- [Task brief]
Exclude all images and print the entries below exactly.

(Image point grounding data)
• • • • • • •
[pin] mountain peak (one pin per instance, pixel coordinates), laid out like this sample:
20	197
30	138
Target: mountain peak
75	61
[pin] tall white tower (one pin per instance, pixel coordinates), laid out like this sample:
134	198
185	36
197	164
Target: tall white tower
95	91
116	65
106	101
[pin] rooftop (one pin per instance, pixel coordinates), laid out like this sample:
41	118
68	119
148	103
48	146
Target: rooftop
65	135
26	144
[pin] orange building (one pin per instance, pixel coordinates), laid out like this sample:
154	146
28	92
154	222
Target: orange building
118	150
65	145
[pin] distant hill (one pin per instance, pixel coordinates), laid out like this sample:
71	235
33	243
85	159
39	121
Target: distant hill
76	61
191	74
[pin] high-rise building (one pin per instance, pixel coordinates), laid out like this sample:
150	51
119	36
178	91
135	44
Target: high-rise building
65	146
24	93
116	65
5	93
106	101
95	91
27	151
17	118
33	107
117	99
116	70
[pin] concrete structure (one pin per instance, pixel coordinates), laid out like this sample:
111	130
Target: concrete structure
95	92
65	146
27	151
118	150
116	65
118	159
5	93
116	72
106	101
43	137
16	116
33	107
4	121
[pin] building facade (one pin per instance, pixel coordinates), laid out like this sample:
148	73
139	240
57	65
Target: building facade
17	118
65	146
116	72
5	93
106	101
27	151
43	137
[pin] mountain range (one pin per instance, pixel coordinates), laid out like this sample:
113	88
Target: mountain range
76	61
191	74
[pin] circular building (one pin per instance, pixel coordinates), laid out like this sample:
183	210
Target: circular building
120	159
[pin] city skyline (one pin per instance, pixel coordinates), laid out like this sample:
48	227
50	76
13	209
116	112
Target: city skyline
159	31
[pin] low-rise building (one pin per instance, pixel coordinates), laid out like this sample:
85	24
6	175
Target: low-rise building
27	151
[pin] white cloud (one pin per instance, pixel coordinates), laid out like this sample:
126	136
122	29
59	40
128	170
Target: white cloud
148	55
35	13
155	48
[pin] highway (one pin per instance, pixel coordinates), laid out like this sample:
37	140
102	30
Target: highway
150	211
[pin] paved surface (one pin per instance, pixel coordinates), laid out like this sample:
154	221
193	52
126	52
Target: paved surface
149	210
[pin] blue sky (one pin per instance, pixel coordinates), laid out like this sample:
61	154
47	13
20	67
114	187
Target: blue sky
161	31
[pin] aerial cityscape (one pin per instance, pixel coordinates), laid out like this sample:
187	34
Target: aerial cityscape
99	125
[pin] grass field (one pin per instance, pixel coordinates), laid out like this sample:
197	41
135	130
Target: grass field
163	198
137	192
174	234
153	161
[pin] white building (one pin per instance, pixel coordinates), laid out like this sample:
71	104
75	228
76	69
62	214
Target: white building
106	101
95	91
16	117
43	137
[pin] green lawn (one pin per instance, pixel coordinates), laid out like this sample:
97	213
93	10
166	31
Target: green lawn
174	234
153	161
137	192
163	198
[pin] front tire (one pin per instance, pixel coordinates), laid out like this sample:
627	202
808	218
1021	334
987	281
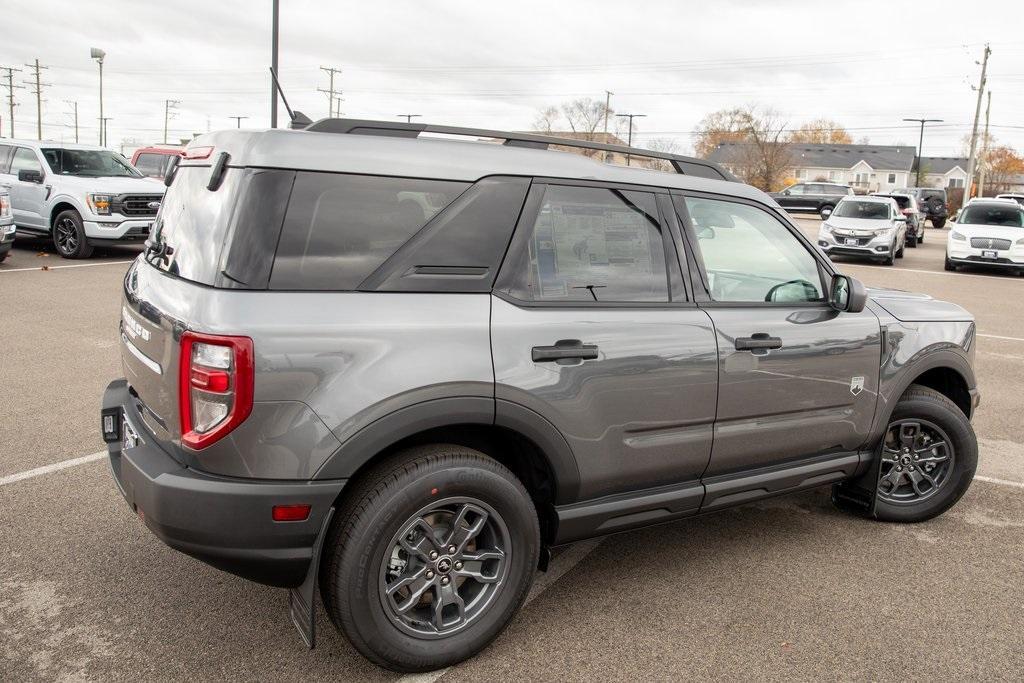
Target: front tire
431	555
929	457
69	236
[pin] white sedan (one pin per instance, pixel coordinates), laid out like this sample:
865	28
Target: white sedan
987	232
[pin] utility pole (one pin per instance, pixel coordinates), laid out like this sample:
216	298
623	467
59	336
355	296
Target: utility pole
75	113
10	94
984	150
39	96
629	141
921	143
168	105
607	108
273	65
331	71
974	131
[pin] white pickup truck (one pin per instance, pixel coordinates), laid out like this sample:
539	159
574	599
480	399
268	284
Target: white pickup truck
79	196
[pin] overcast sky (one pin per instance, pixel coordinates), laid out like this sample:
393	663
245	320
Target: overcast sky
867	65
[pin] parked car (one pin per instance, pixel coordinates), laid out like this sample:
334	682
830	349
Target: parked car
989	232
931	201
424	363
6	225
1012	196
867	226
914	219
819	198
81	197
155	162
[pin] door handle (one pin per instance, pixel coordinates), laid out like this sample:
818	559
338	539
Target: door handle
565	349
758	342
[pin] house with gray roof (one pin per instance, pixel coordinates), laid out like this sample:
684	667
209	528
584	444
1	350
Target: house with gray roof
866	168
942	171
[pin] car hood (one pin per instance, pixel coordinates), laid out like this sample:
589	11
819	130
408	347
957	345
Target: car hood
997	231
111	185
859	223
914	307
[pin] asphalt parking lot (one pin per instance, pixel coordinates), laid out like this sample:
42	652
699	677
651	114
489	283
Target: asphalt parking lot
785	589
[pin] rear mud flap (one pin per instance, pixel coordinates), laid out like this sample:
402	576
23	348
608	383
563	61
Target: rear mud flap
859	495
302	600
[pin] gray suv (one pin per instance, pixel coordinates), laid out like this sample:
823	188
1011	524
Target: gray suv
390	371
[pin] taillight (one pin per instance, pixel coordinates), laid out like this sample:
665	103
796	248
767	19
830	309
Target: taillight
215	386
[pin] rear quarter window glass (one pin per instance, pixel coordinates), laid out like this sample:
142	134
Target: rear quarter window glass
339	228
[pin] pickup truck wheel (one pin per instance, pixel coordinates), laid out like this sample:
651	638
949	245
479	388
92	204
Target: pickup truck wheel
432	553
69	236
929	456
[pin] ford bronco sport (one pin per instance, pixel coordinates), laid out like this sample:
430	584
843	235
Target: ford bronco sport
390	371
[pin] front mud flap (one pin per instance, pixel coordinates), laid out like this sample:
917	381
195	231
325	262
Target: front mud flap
302	600
859	495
• • • • • • •
- [Output]
[pin] mountain peak (one pin per instance, pixel coordinates), laid out like this sample:
20	197
30	138
Target: mountain peak
75	61
[pin] tall white tower (one pin per instance, pixel coordinates), laid out like this sample:
134	198
185	36
197	164
Target: tall white tower
95	91
116	65
106	101
[pin] rooftop (one pin per instance, pixel coordinates), laid out like this sample:
41	118
68	119
148	103
48	146
Target: rooftop
65	135
26	144
[pin] orange building (one pin per instance, pixel coordinates), laid out like this sample:
154	146
28	92
154	222
Target: orange building
118	150
65	145
[pin] distant hill (one pin per instance, pixel coordinates), laid out like this sample:
71	235
33	243
85	159
39	121
Target: distant hill
76	61
191	74
[pin] high-rise building (one pin per instance, pixel coordinates), laid out like this sample:
150	51
119	36
178	91
135	44
Target: high-rise building
65	146
24	93
116	65
5	93
106	101
95	91
27	151
17	118
33	107
117	99
116	70
[pin] concrete structure (one pin per instance, pixel coordinates), laid out like this sample:
111	130
Target: concrete structure
95	92
65	146
27	151
118	150
116	65
118	159
5	93
116	72
106	101
43	137
16	116
33	107
4	121
[pin] building facade (one pin per instance, pixel coordinates), laid out like this sample:
148	73
139	240
57	65
Target: building facade
17	118
65	146
116	72
5	93
106	101
27	151
43	137
[pin] mountain range (one pin per instance, pixel coordinates), laid out like this sample:
113	88
Target: mountain range
76	61
191	74
[pin] circular building (one pin per instance, pixel coordinates), laid out like this sample:
183	210
Target: circular building
120	159
[pin] city skyline (one pin per instance, pixel coordinates), laid out like this sample:
48	227
50	76
13	209
116	112
Target: city skyline
159	31
[pin] low-rise building (one pin per instance, pixel coordinates), laid out like this sample:
85	24
6	175
Target: low-rise building
27	151
[pin] white cloud (one pin per instance, pixel coordinates), laid out like this sample:
126	136
122	29
59	40
128	170
Target: white cloud
148	55
35	13
155	48
[pin] highway (one pin per instance, pixel coordinates), laid out like this sample:
37	140
102	30
Target: highway
150	211
[pin] paved surface (one pin per instance, pixel coordinates), laid out like this sample:
154	221
193	52
126	52
Target: paved surface
149	210
[pin] blue sky (one pin per instance, pixel coordinates), laid out like this sample:
61	154
47	13
20	67
114	187
Target: blue sky
161	31
[pin] aerial cityscape (one pin per instance, pixel coordinates), laid out like this sample:
187	34
Target: aerial cityscape
99	125
[pin] grass field (one pin per instance, pixel coordinates), laid out like this sample:
197	41
135	130
Target: grass field
163	198
137	192
174	234
153	161
[pin] white building (one pin per instance, pixel coordinates), laid out like this sample:
71	104
75	228
76	69
62	214
Target: white building
106	101
95	91
16	117
43	137
[pin] green lawn (one pin per instance, pixel coordinates), laid out like this sample:
97	213
93	10
166	31
Target: green lawn
174	234
153	161
137	192
163	198
[pin] front tire (one pin per instance, pixel coordinates), laid out like this sample:
627	202
808	218
1021	334
987	281
Target: front tire
431	555
929	457
69	236
[pin] white sedan (one pin per instance, pixel coordinates), laid out like this sample:
865	28
Target: white sedan
987	232
[pin] utility pole (one pin per instance, pixel coordinates), laid out like this sample:
216	298
623	467
59	336
355	296
Target: utility pole
75	113
10	94
984	150
39	96
629	141
921	143
168	105
607	108
273	65
331	71
974	131
[pin] white pickup truck (one pin per instance, pixel coordinates), laid out like this sample:
539	159
574	599
480	399
268	284
Target: white pickup truck
79	196
[pin] overcast sky (one pin per instance, pixel coordinates), laid out like this sample:
393	663
245	320
Target: overcast sky
867	65
[pin] parked car (one pin per instance, pixel coordinates), laid out like this sample:
334	682
830	349
Target: parked car
989	232
931	201
424	363
6	225
1012	196
867	226
914	219
819	198
81	197
155	162
[pin] door handle (one pin per instance, pixel coordinates), laid out like this sample:
818	559
338	539
Target: door handle
565	349
758	342
[pin] house with gray roof (one pin per instance, pixel coordinates), laid out like this sample:
684	667
209	528
584	444
1	350
Target: house with gray roof
866	168
942	171
[pin] car hood (one pin per instance, pixel coordinates), laid out like this sample:
589	11
819	130
408	347
957	345
Target: car hood
997	231
111	185
859	223
914	307
[pin] asphalt parking lot (one pin per instance, pixel coordinates), laid out like this sample:
42	652
699	677
651	114
489	283
Target: asphalt parking lot
785	589
[pin] rear mud flap (one pin per instance, pixel coordinates), laid out like this sample:
402	576
23	348
608	383
563	61
Target: rear mud flap
859	495
302	600
[pin] gray suv (one pin per instance, pixel coordinates), laid out like this sample:
823	188
1011	524
Target: gray suv
390	371
[pin] taillight (one pin per instance, pixel coordinates), laid out like this sample:
665	103
796	248
767	19
830	309
Target: taillight
215	386
[pin] rear quarter window glass (one pin per instance, pixel coordinates), laid out like this sample:
142	134
Target: rear quarter window glass
339	228
[pin] pickup truck wheel (one pin per instance, pixel coordinates), laid out like this sample:
651	638
949	245
479	388
92	204
Target: pickup truck wheel
432	553
69	236
929	456
[pin] ford bronco sport (one pin per instance, pixel coordinates), laid out like this sample:
430	584
843	235
Target: ford bronco sport
390	371
[pin] front mud flap (one pin per instance, pixel coordinates), laid out like this sample:
917	381
195	231
325	262
Target: front mud flap
302	600
859	495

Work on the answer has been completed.